#### [Source document]
☆ ☆ ☆ ☆ ☆ ☆ ☆

WASHINGTON (Oct. 26, 2010) - The Department of Veterans Affairs (VA) has
released three new disability benefits questionnaires for physicians of
Veterans applying for VA disability compensation benefits. This
initiative marks the beginning of a major reform of the physicians'
guides and automated routines that will streamline the claims process
for injured or ill Veterans.
"This is a major step in the transformation of VA's business processes
that is yielding improvements for Veterans as we move to eliminate the
disability claims backlog by 2015," said Secretary of Veterans Affairs
Eric K. Shinseki.
These new questionnaires are the first of 79 disability benefits
questionnaires that will guide Veterans' personal physicians, as well as
VA physicians, in the evaluation of the most frequent medical
conditions affecting Veterans.
Accurate and timely medical evaluations are a critical element of VA's
continued commitment to high-quality and prompt decisions about the
nature and degree of conditions afflicting Veterans. Streamlining this
process by directly involving Veterans' treating physicians in providing
specific information needed to evaluate their claims will lead to
completeness in the examination and faster compensation decisions.

☆ ☆ ☆ ☆ ☆ ☆ ☆

(Entries taken from a collection)
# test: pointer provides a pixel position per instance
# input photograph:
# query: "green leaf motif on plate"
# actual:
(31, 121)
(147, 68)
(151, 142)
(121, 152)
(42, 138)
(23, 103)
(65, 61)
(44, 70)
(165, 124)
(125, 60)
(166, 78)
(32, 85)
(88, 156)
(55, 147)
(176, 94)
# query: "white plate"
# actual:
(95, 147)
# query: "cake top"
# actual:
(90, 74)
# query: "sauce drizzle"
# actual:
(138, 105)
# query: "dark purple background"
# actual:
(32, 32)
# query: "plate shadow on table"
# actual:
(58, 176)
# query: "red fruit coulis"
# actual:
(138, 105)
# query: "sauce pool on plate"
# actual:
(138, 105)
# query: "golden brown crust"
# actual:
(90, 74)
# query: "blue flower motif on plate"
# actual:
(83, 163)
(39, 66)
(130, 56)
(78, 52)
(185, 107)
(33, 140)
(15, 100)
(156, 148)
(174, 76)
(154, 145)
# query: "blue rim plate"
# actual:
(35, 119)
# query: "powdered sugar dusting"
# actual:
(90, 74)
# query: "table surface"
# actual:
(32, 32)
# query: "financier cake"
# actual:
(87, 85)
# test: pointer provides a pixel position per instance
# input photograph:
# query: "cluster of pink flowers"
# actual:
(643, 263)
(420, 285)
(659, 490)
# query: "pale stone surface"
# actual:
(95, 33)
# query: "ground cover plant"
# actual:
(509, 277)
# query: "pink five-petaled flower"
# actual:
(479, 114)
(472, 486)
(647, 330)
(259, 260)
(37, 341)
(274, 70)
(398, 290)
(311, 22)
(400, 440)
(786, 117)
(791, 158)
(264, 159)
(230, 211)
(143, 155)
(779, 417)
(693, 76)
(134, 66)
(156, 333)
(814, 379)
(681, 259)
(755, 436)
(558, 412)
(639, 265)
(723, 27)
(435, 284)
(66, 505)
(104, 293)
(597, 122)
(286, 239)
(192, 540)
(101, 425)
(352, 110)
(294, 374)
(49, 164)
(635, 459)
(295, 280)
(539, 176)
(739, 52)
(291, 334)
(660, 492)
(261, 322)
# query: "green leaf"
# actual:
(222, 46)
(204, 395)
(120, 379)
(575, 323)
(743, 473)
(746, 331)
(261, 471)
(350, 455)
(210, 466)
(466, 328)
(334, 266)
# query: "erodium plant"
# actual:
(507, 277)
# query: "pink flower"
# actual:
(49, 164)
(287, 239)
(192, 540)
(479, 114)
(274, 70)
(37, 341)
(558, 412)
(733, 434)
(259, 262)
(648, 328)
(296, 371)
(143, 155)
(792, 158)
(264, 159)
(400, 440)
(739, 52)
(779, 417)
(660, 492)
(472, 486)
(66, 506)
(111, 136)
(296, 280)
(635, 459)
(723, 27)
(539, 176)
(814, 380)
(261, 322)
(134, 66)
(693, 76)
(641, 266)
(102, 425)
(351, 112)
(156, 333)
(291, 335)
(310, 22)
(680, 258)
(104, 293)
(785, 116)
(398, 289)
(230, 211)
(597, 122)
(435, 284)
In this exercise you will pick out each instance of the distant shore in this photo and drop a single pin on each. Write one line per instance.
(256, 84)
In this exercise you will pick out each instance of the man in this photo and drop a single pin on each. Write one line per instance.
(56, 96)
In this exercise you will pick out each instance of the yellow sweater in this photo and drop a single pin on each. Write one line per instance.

☆ ☆ ☆ ☆ ☆ ☆ ☆

#### [Apply what you read]
• A. According to the VA questionnaire announcement, how many disability benefits questionnaires will there be in all?
• B. Pick up the announcement about VA disability benefits questionnaires after its last sentence and continue it.

#### [Expected outputs]
• A. 79

• B.
VA's goal is to process all claims in fewer than 125 days with a
decision quality rate no lower than 98 percent, a mark Secretary
Shinseki has mandated by 2015. The physician questionnaire project is
one of more than three dozen initiatives actively underway at VA,
including a major technology modernization that will lead to paperless
claims processing.
The disability benefits questionnaires are part of VA's automated health
records system which prompts VA physicians conducting disability
examinations to include precise information in a standardized way to
assist claims adjudicators in ensuring
Veterans receive the benefits they deserve as quickly as possible.
These VA examination results are electronically available to claims
adjudicators in VA regional offices.
For Veterans who receive their care from private physicians, VA has
placed the disability benefits questionnaires on its Internet site
(http://www.vba.va.gov/disabilityexams) with instructions for physicians
to submit examination results on Veterans' behalf.
The first three questionnaires cover B-cell leukemia (such as hairy-cell
leukemia), Parkinson's disease and ischemic heart disease. VA recently
published a final regulation to be implemented Oct. 30 that will
establish the presumption of eligibility to VA disability compensation
benefits for Veterans with one of these three conditions who were
exposed to Agent Orange, a herbicide agent used extensively in Vietnam.
In practical terms, Veterans who served in Vietnam during the war who
have a "presumed" illness do not have to prove an association between
their illnesses and their military service. This "presumption"
establishes eligibility to VA compensation if their condition is
disabling to a compensable level.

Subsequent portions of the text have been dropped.